# Assignment
Before printing the listing, strip out its pictures and keep everything else exact.

________________

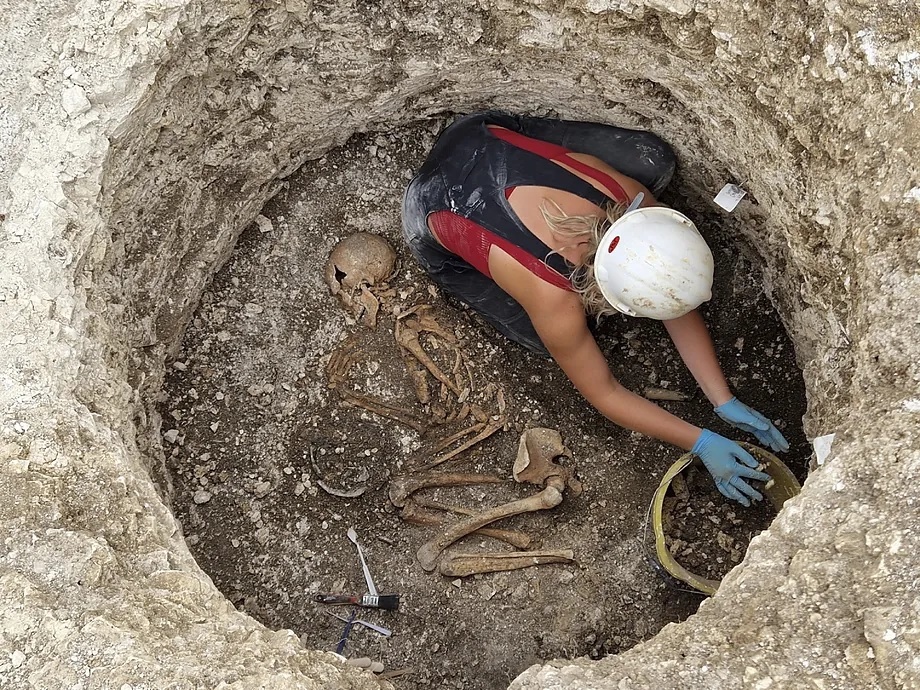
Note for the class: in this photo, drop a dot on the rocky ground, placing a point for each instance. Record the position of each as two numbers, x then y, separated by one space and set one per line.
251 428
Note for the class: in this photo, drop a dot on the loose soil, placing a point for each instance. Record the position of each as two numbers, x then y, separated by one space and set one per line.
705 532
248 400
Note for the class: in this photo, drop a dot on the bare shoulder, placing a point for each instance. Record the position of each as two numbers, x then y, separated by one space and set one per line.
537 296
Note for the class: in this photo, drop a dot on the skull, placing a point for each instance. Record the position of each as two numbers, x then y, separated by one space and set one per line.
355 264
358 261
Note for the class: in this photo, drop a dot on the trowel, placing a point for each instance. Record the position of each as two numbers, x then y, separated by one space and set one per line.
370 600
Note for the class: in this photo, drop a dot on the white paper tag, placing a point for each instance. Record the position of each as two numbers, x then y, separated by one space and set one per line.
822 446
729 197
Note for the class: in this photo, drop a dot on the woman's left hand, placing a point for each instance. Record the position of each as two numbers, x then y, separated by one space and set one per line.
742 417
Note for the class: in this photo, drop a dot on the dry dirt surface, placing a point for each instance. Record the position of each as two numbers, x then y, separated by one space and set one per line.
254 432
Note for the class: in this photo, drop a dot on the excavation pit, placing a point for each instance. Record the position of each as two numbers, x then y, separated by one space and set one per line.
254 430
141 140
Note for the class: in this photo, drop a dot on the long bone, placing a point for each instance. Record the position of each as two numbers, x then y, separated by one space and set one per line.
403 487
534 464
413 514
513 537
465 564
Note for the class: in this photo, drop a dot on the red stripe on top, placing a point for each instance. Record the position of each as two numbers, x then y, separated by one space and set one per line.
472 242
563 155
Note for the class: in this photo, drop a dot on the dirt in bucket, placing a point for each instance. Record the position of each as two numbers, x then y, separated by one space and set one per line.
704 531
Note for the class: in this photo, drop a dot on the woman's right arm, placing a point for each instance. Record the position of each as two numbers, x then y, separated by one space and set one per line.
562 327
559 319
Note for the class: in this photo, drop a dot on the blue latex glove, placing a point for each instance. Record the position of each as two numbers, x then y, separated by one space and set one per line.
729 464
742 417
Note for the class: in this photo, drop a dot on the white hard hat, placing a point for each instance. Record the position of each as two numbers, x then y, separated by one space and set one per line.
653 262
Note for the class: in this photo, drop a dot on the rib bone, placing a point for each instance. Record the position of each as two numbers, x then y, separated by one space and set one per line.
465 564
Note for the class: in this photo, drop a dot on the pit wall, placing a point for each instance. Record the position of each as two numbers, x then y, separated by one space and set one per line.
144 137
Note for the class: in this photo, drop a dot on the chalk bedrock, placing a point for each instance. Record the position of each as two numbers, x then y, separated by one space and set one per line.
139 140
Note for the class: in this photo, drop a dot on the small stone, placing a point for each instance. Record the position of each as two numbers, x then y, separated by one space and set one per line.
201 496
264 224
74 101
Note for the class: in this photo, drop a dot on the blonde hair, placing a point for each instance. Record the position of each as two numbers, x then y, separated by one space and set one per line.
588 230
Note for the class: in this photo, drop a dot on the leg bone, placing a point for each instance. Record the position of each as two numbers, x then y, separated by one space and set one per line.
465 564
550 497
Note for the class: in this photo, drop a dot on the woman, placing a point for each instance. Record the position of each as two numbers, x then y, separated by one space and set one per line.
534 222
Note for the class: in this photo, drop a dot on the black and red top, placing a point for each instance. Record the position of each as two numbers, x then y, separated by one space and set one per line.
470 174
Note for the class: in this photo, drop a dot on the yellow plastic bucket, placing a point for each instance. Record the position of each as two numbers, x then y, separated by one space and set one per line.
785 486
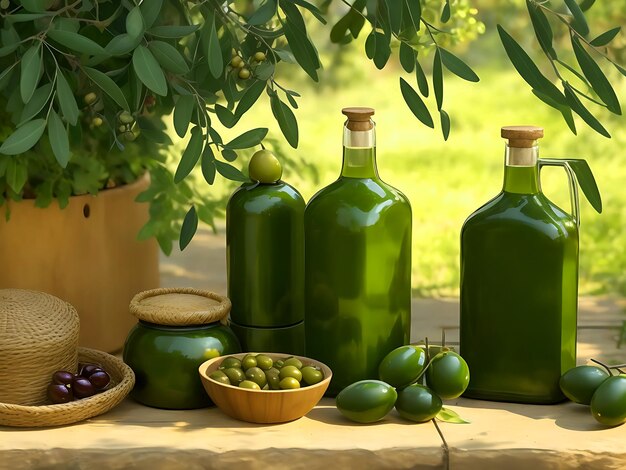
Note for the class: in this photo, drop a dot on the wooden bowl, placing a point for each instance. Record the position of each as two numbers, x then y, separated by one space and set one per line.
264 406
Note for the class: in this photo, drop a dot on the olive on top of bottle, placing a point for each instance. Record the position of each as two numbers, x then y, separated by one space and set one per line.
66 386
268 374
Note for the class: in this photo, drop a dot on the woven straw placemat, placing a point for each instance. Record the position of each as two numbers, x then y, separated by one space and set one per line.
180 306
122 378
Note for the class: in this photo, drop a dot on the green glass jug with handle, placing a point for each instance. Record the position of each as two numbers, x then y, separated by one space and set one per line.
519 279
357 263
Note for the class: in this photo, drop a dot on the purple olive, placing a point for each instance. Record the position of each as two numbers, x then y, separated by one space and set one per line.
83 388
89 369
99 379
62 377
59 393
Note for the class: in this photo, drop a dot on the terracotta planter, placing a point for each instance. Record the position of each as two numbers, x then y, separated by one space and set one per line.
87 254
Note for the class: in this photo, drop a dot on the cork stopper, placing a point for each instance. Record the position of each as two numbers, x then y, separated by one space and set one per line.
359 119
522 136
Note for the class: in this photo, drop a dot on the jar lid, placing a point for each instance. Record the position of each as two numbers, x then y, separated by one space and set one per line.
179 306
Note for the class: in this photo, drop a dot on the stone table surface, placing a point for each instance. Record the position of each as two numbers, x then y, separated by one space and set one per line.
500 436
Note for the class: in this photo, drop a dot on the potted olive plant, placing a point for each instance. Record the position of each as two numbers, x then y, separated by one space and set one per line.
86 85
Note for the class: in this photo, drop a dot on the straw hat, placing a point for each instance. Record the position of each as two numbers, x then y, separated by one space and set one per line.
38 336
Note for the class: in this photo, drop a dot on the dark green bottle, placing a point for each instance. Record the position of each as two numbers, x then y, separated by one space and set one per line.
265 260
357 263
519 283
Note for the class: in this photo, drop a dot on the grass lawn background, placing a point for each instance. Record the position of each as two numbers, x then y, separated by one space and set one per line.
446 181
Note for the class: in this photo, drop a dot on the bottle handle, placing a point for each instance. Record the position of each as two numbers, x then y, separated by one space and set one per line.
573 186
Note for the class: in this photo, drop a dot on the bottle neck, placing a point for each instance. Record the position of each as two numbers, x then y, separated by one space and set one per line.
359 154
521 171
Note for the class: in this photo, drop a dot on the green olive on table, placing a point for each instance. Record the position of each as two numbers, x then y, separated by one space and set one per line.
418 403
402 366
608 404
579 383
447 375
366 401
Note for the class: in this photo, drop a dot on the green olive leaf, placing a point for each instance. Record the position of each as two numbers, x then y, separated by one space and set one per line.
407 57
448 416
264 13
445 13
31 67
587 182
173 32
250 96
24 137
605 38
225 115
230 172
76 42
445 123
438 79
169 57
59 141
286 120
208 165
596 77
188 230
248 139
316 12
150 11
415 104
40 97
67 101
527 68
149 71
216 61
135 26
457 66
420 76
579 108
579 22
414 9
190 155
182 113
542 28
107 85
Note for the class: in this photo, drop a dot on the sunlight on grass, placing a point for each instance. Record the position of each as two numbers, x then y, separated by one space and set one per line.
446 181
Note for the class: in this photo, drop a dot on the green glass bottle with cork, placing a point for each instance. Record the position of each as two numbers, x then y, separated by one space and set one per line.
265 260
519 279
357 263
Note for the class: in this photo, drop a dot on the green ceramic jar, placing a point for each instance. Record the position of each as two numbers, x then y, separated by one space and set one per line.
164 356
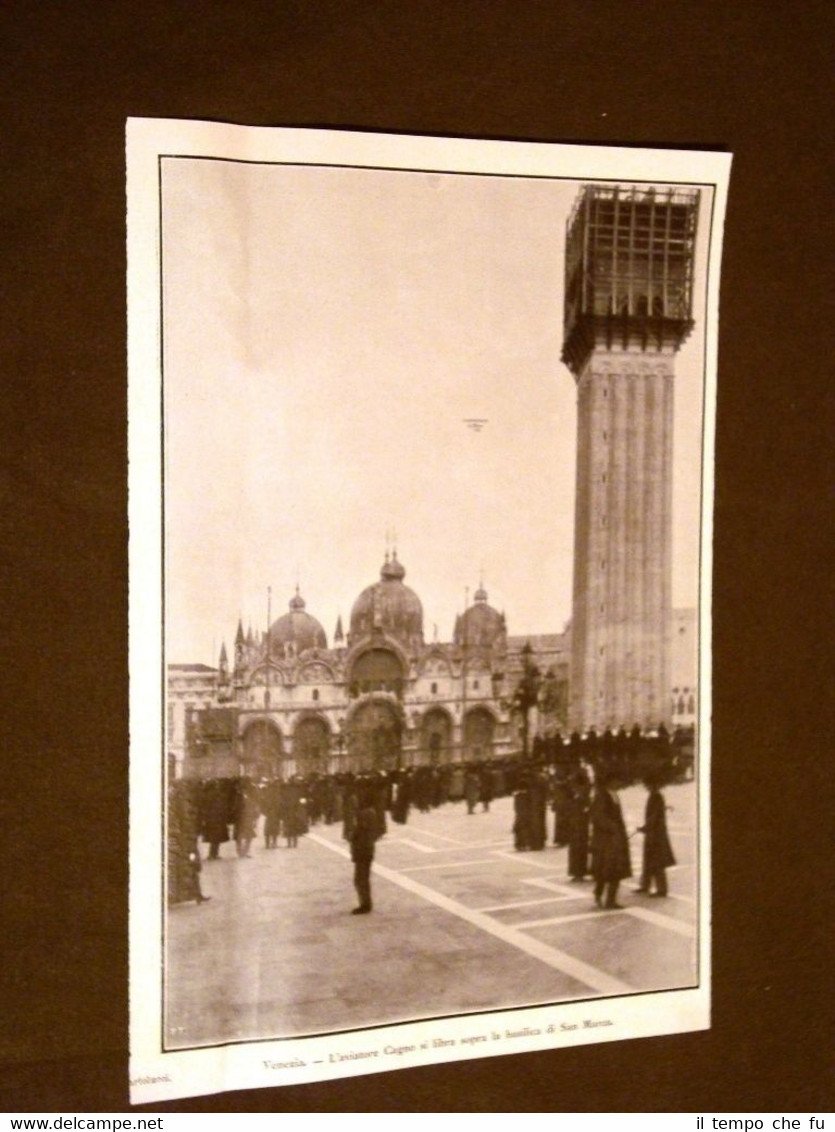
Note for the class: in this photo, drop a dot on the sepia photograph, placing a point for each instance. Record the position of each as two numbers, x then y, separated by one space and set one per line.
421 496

________________

# Reply to the exercise
Note for the class: in this photo, drop a dot on the rocky ground, placing a point for each instance. Record the position of each as two numbers, x then y, separated by one space and set one per line.
251 428
Note for the class: in this photo, drop a dot on the loose soil, placing a point for each instance. Record the position of each as two numbers, x then y, separated by one space and set one per line.
705 532
248 400
Note for the class: in this photo, drop a dot on the bare shoulder, placing a point for each instance. Record the position of each as two numbers, x then y, separated by one space and set one per line.
537 296
Note for the class: in this photo, drop a dot on the skull, placing a point for each instance. Record the position of each as two numbers, x then y, separated by one space and set one per line.
355 264
358 261
Note for the class: in this photo, drop a dot on the trowel, placing a point for each instance. Record the position of each as two numbers, x then y, separated by one space and set one per line.
370 600
Note for the class: in this photo, drop a dot on the white paper tag, placing a point for each instance. Record the position of each as two numbers, x then y, separated by one space and set one per line.
822 446
729 197
Note for the class: in this photo, drop a dot on the woman's left hand, placing a point for each instance. Record the position of each as two numbers, x then y, separated by one space and set one per line.
742 417
Note for the class: in this photo, drop a dot on the dry dirt surface, placing a point for each instance. Record the position of each as two numbers, x then y, separated by one space and set one per line.
254 432
Note for the class: in this photo, drop a dot on the excavation pit, placing a point for each instance. Record the position of each as two numbers, x then y, separated by one space and set one per line.
254 430
141 140
Note for the class: in this photo, drop a dot on the long bone, placing a point for each instance. Record the position of each as two numbers, x then y, separated by one space and set one per line.
403 487
534 464
413 514
513 537
465 564
Note for the class: in this photo, drop a dot on the red stripe on top, placing a point for each instance. Record the position of each as two numbers, x then y, separated by one space and set one per line.
472 242
563 155
Note for the class: in this photo, drop a dot on the dirt in bucket, placing a point for each instance. Record the position of each as two numbers, x then y, separated by one space and set one per line.
704 531
Note for the class: in this photo, drop a dot on the woman's right arm, placing a point for each instance. Record the position of each as two numbers, x then y, separated by one space and set one per line.
562 327
559 319
Note for the class: in this photo, drop a dot on the blue latex glove, placing a point for each instance. Record the position of each as two numbers, x then y, separated by one space and set one per line.
729 464
742 417
Note for the class: in this photo, drop a dot on the white hard hat, placing a point for each instance. Record the position of each as two numbers, x then y, separated by one space and set one per line.
653 262
Note for the class: in this photo, drop a dot on the rib bone, placing a point for each instance. Record the position of each as two numbers, x then y, separated by one space and set one per line.
465 564
Note for the class: in this photo, drop a dot on the pit wall, placing a point for each instance. Record the position of each as two numbers, x then y, separated by one space and set one per line.
144 137
Note for the class: in this photo, drop a dot on the chalk bedrock, placing a point for each instance. Record the position of each as two numbers, x then y, separated by one space and set one per line.
139 140
Note for the class: in this photo, drop a dot on the small stone, placing a point for each instance. Record the position of each as two numbers, x then y, separated by one space and set one per line.
201 496
264 224
74 101
Note for the class: in this photo, drop a dot on the blonde hair, placing a point for each instance. Record the position of each as two numbers, x then y, separated by one space and set one per line.
588 230
Note for the class: in this photo, drop a dot on the leg bone, placing a point for each instance. Record the position of each as two numbers, x then y, separated by one space and set one per line.
465 564
550 497
Note for the class: in this photo, drop a dot on the woman, placing a point for each instance. Record the position of each as two numbers, x then y, separated by one space and set one per line.
534 222
Note for the class: in this photo, drop a dot on the black and red top, placing a point for each instance. Record the position of each as two numbers, x then y, separated by one space and set one per line.
470 174
Note for the class: in this photo, drop a dot on the yellow plastic bucket, placing a point for each instance. Record the position of each as two numbers, x then y, separated by one space and set one per line.
785 486
Note for the class: in this photo, drop a dot on the wooden bowl, placing a point for each instance. Record the position of each as two numbers, x then y, separated by one space and set one per line.
264 406
Note for the class: in this photo, drop a dot on the olive on top of bottle, placing a point for each instance. Record the position of each as two numbers, x then y, separated by one space and set one per line.
66 386
268 374
Note for the class: in this photo, drop a dot on the woven straw placemat, placing a point for each instance. Record the position of each as two numbers, x then y, separated by one space and set one per line.
180 306
122 378
Note for the class: in this photo, drop a dot on the green glass jug with handle, placing a point for each instance. Record the position of each as two numbers, x then y, separated by one space and set one per line.
519 279
357 263
Note for the class: in this photo, drop a dot on the purple olive, placing a point for each instance. Record the position of each as two numbers, x then y, separated by one space and set one per line.
83 388
89 369
99 379
62 377
59 393
Note for the class: in this photo, drop a dot on the terracotta planter, placing a point for each instance. Record the position of each as two numbers, x then y, separated by one space and set one per line.
87 254
Note for the class: in this photo, drop a dot on the cork stopper, placing a point for each instance. Record the position of each as two numbers, x then y, separated by one space and set one per line.
359 119
522 136
Note for the class: in this photo, drop a dot on the jar lid, placing a point for each instance. Record the position of each as two numbers, x then y, separated by one space and set one per line.
179 306
Note for the class: in this photo, drop a dot on the stone table surface, placing a point for each instance. Record the position of each as two numbers, x then y, separated by one space and set one per line.
500 436
Note for the class: in this photo, drop a dot on the potted olive plant, placing a point for each instance. Record the position of each as two numbers, x then y, separated by one space and set one per line.
86 85
Note for the class: in this photo, drop a dot on the straw hat, placing a point for each instance. Record the position of each as two numbers, x then y, separated by one space and set one per line.
38 336
Note for the class: in this photo, drop a dot on the dark green bottle, placing a point for each instance. Record the position of each as two numbers, x then y, separated by one space and set one per line.
265 260
357 263
519 283
Note for the class: in this photo, drop a dot on the grass lawn background, placing a point for each instance. Record the position of each as two numbers, x then y, separated by one space and set one per line.
446 181
Note for the class: in this photo, drop a dot on the bottle handle, placing a point for each instance. Record the position of each as two numbers, x then y, separated by one space and set one per line.
573 186
Note for the class: in this photo, drop a dot on the bottle neck, placing a point for each instance. Record the position of each as two numbers, x then y, separated by one space and set one per line.
359 154
521 171
Note for the class: in this photo, drop a dot on the green olive on table, placing a point for each instance. Record the position of each as two numbers, x then y, separated by one space and set one per line.
418 403
402 366
608 404
579 383
447 375
366 401
Note for the class: in this photo, drop a dot on the green olive leaf, placing a point for each instance. Record the position of each as two numbers, x then y, separated by one space and set one per line.
407 57
448 416
264 13
445 13
31 67
587 182
173 32
250 96
24 137
605 38
225 115
230 172
76 42
445 123
438 79
169 57
59 141
286 120
208 165
596 77
188 230
248 139
316 12
150 11
415 104
40 97
67 101
527 68
149 71
216 61
135 26
457 66
420 76
579 108
579 22
414 9
190 155
182 113
542 28
107 85
Note for the class: in this photo, drop a dot on the sunlight on grass, placing a point for each instance. Record the position of each as two numbers, x then y, separated by one space and set one per line.
446 181
Note for the class: in this photo, drop a dot on the green glass bottle with cork, placing a point for each instance. Record the position of each as two numbers, x then y, separated by one space and set one per line.
265 260
519 279
357 263
Note for the class: in this photo, drop a dot on the green ceramic jar, placing a point for each instance. Record the position of each as two numbers, x then y, separated by one space and set one per line.
164 356
Note for the class: in this photo, drop a dot on the sepia photograph, placing a point for each instance. Record the position of each as two numbers, x then y, separated by one space and set one per line.
421 496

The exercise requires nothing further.